***** Records to process
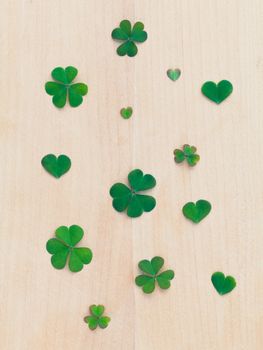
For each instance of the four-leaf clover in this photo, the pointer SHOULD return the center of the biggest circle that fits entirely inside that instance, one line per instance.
(63, 87)
(151, 275)
(129, 35)
(96, 319)
(63, 246)
(188, 153)
(129, 198)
**********
**What the exercise asks:**
Arrange the lines of the entries above as a numbered list, leaving out blank lines and the pictures.

**Response below:**
1. For each instance of the four-leaf clover in this photo, the pointer SHOULD return the center of the biggest circle that fits entirely inside that instance, one line per instance.
2. (63, 87)
3. (151, 275)
4. (129, 35)
5. (96, 319)
6. (63, 246)
7. (188, 153)
8. (129, 198)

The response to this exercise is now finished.